| Task data |
---*---

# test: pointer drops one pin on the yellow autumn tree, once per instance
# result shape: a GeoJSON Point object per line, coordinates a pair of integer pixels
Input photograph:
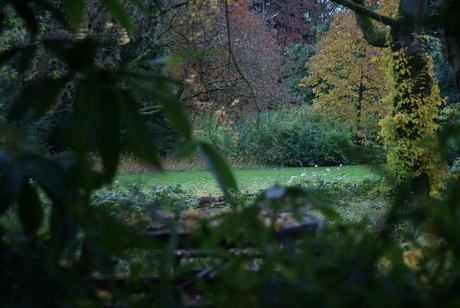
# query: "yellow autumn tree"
{"type": "Point", "coordinates": [348, 78]}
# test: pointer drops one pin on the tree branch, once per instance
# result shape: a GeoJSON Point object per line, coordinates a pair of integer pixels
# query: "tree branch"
{"type": "Point", "coordinates": [359, 8]}
{"type": "Point", "coordinates": [373, 35]}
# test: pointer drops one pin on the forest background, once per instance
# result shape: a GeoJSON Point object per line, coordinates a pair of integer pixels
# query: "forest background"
{"type": "Point", "coordinates": [280, 83]}
{"type": "Point", "coordinates": [251, 82]}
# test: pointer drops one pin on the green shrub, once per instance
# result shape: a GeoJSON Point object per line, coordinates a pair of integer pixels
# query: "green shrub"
{"type": "Point", "coordinates": [289, 138]}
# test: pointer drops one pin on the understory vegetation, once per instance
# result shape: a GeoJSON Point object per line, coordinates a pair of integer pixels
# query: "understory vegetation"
{"type": "Point", "coordinates": [97, 98]}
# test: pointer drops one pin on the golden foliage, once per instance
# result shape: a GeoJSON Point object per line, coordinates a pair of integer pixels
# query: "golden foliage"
{"type": "Point", "coordinates": [411, 125]}
{"type": "Point", "coordinates": [347, 76]}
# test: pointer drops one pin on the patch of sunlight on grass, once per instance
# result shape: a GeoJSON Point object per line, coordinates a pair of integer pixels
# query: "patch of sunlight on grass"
{"type": "Point", "coordinates": [202, 183]}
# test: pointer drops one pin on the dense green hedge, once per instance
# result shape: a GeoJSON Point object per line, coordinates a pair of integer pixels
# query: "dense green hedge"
{"type": "Point", "coordinates": [290, 137]}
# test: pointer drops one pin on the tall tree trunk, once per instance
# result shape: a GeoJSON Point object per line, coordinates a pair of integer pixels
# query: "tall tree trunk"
{"type": "Point", "coordinates": [412, 114]}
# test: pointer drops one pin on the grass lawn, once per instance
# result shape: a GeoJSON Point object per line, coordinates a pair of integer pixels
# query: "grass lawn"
{"type": "Point", "coordinates": [202, 183]}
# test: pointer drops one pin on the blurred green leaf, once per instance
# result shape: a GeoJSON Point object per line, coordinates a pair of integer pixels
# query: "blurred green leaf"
{"type": "Point", "coordinates": [108, 127]}
{"type": "Point", "coordinates": [28, 15]}
{"type": "Point", "coordinates": [26, 58]}
{"type": "Point", "coordinates": [186, 148]}
{"type": "Point", "coordinates": [30, 209]}
{"type": "Point", "coordinates": [79, 56]}
{"type": "Point", "coordinates": [7, 55]}
{"type": "Point", "coordinates": [75, 10]}
{"type": "Point", "coordinates": [119, 13]}
{"type": "Point", "coordinates": [218, 167]}
{"type": "Point", "coordinates": [45, 171]}
{"type": "Point", "coordinates": [172, 108]}
{"type": "Point", "coordinates": [11, 181]}
{"type": "Point", "coordinates": [38, 96]}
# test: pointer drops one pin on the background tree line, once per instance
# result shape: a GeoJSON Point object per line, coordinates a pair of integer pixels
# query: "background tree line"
{"type": "Point", "coordinates": [74, 59]}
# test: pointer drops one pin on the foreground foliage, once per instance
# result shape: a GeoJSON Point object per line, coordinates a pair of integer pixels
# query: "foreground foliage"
{"type": "Point", "coordinates": [64, 246]}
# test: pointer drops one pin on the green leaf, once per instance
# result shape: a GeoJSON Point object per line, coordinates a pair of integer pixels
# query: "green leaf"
{"type": "Point", "coordinates": [119, 13]}
{"type": "Point", "coordinates": [138, 135]}
{"type": "Point", "coordinates": [30, 209]}
{"type": "Point", "coordinates": [218, 167]}
{"type": "Point", "coordinates": [38, 96]}
{"type": "Point", "coordinates": [75, 10]}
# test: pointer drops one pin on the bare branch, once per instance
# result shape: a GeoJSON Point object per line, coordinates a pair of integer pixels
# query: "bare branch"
{"type": "Point", "coordinates": [364, 11]}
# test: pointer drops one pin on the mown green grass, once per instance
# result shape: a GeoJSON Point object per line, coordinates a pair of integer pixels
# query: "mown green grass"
{"type": "Point", "coordinates": [202, 183]}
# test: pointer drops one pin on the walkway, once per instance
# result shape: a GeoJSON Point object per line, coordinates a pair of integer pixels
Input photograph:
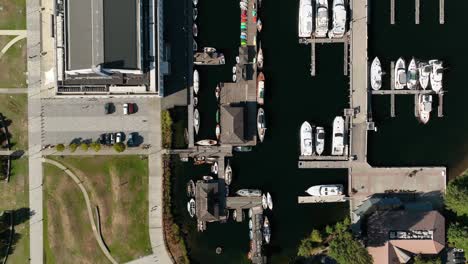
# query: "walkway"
{"type": "Point", "coordinates": [88, 206]}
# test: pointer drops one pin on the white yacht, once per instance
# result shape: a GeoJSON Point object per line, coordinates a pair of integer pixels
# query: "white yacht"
{"type": "Point", "coordinates": [319, 140]}
{"type": "Point", "coordinates": [338, 136]}
{"type": "Point", "coordinates": [196, 81]}
{"type": "Point", "coordinates": [424, 107]}
{"type": "Point", "coordinates": [325, 190]}
{"type": "Point", "coordinates": [305, 18]}
{"type": "Point", "coordinates": [436, 75]}
{"type": "Point", "coordinates": [376, 74]}
{"type": "Point", "coordinates": [424, 72]}
{"type": "Point", "coordinates": [339, 19]}
{"type": "Point", "coordinates": [413, 79]}
{"type": "Point", "coordinates": [306, 139]}
{"type": "Point", "coordinates": [321, 19]}
{"type": "Point", "coordinates": [400, 74]}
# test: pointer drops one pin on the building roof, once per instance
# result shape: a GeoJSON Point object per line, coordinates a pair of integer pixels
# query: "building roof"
{"type": "Point", "coordinates": [394, 234]}
{"type": "Point", "coordinates": [102, 32]}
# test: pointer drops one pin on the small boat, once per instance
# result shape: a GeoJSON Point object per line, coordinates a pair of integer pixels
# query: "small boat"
{"type": "Point", "coordinates": [338, 136]}
{"type": "Point", "coordinates": [260, 88]}
{"type": "Point", "coordinates": [269, 201]}
{"type": "Point", "coordinates": [195, 13]}
{"type": "Point", "coordinates": [305, 18]}
{"type": "Point", "coordinates": [376, 74]}
{"type": "Point", "coordinates": [249, 193]}
{"type": "Point", "coordinates": [196, 120]}
{"type": "Point", "coordinates": [218, 131]}
{"type": "Point", "coordinates": [339, 20]}
{"type": "Point", "coordinates": [319, 140]}
{"type": "Point", "coordinates": [424, 107]}
{"type": "Point", "coordinates": [306, 139]}
{"type": "Point", "coordinates": [196, 81]}
{"type": "Point", "coordinates": [228, 174]}
{"type": "Point", "coordinates": [424, 72]}
{"type": "Point", "coordinates": [242, 148]}
{"type": "Point", "coordinates": [436, 75]}
{"type": "Point", "coordinates": [191, 207]}
{"type": "Point", "coordinates": [264, 202]}
{"type": "Point", "coordinates": [195, 30]}
{"type": "Point", "coordinates": [321, 18]}
{"type": "Point", "coordinates": [325, 190]}
{"type": "Point", "coordinates": [412, 75]}
{"type": "Point", "coordinates": [190, 189]}
{"type": "Point", "coordinates": [214, 168]}
{"type": "Point", "coordinates": [208, 178]}
{"type": "Point", "coordinates": [400, 74]}
{"type": "Point", "coordinates": [260, 58]}
{"type": "Point", "coordinates": [207, 142]}
{"type": "Point", "coordinates": [261, 124]}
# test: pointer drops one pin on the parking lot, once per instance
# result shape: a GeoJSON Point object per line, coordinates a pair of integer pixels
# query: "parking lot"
{"type": "Point", "coordinates": [85, 119]}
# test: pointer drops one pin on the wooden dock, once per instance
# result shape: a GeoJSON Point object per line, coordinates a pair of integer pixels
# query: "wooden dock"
{"type": "Point", "coordinates": [321, 199]}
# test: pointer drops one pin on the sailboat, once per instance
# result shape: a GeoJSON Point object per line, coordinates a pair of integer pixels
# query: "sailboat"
{"type": "Point", "coordinates": [306, 139]}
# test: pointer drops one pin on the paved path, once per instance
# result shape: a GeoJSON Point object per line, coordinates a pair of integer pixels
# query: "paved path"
{"type": "Point", "coordinates": [88, 206]}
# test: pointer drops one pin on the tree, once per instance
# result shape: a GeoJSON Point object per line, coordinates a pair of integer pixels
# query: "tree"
{"type": "Point", "coordinates": [73, 147]}
{"type": "Point", "coordinates": [346, 250]}
{"type": "Point", "coordinates": [119, 147]}
{"type": "Point", "coordinates": [456, 197]}
{"type": "Point", "coordinates": [60, 147]}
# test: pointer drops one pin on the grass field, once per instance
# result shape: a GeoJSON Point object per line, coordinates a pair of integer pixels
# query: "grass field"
{"type": "Point", "coordinates": [15, 196]}
{"type": "Point", "coordinates": [66, 223]}
{"type": "Point", "coordinates": [14, 107]}
{"type": "Point", "coordinates": [13, 65]}
{"type": "Point", "coordinates": [119, 186]}
{"type": "Point", "coordinates": [12, 14]}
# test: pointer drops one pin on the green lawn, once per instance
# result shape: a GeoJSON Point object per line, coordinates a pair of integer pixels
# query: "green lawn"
{"type": "Point", "coordinates": [15, 196]}
{"type": "Point", "coordinates": [119, 186]}
{"type": "Point", "coordinates": [14, 66]}
{"type": "Point", "coordinates": [12, 14]}
{"type": "Point", "coordinates": [14, 107]}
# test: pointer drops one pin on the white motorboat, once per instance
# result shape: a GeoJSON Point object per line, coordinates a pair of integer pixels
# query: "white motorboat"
{"type": "Point", "coordinates": [196, 81]}
{"type": "Point", "coordinates": [191, 207]}
{"type": "Point", "coordinates": [436, 75]}
{"type": "Point", "coordinates": [269, 201]}
{"type": "Point", "coordinates": [306, 18]}
{"type": "Point", "coordinates": [325, 190]}
{"type": "Point", "coordinates": [424, 72]}
{"type": "Point", "coordinates": [319, 140]}
{"type": "Point", "coordinates": [261, 124]}
{"type": "Point", "coordinates": [400, 74]}
{"type": "Point", "coordinates": [206, 142]}
{"type": "Point", "coordinates": [228, 174]}
{"type": "Point", "coordinates": [321, 18]}
{"type": "Point", "coordinates": [376, 74]}
{"type": "Point", "coordinates": [249, 193]}
{"type": "Point", "coordinates": [413, 79]}
{"type": "Point", "coordinates": [338, 136]}
{"type": "Point", "coordinates": [306, 139]}
{"type": "Point", "coordinates": [196, 120]}
{"type": "Point", "coordinates": [339, 19]}
{"type": "Point", "coordinates": [214, 168]}
{"type": "Point", "coordinates": [424, 107]}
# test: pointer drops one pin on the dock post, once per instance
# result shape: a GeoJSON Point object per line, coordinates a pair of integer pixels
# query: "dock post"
{"type": "Point", "coordinates": [417, 11]}
{"type": "Point", "coordinates": [440, 108]}
{"type": "Point", "coordinates": [441, 11]}
{"type": "Point", "coordinates": [392, 12]}
{"type": "Point", "coordinates": [312, 59]}
{"type": "Point", "coordinates": [392, 87]}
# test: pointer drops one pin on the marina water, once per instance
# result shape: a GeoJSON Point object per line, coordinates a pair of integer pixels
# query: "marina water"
{"type": "Point", "coordinates": [293, 96]}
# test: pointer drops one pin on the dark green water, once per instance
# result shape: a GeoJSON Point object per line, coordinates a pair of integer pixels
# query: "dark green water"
{"type": "Point", "coordinates": [293, 96]}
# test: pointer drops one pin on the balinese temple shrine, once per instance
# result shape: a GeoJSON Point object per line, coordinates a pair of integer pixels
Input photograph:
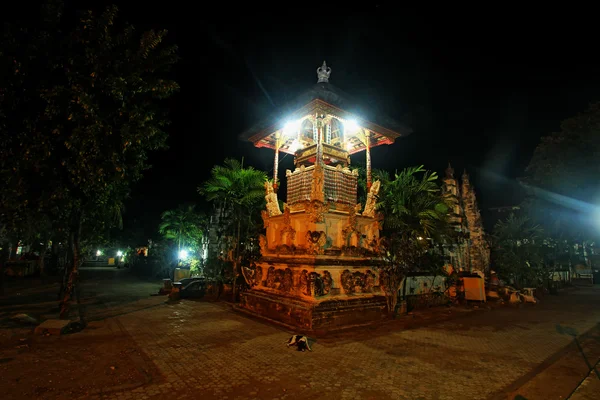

---*---

| Short exercise |
Show every line of the records above that contains the word "foreground", and treat uppercase and lowercase as different.

| Expected answer |
# test: pointer drops one pin on the foreground foliage, once per instance
# query: "foreground foliage"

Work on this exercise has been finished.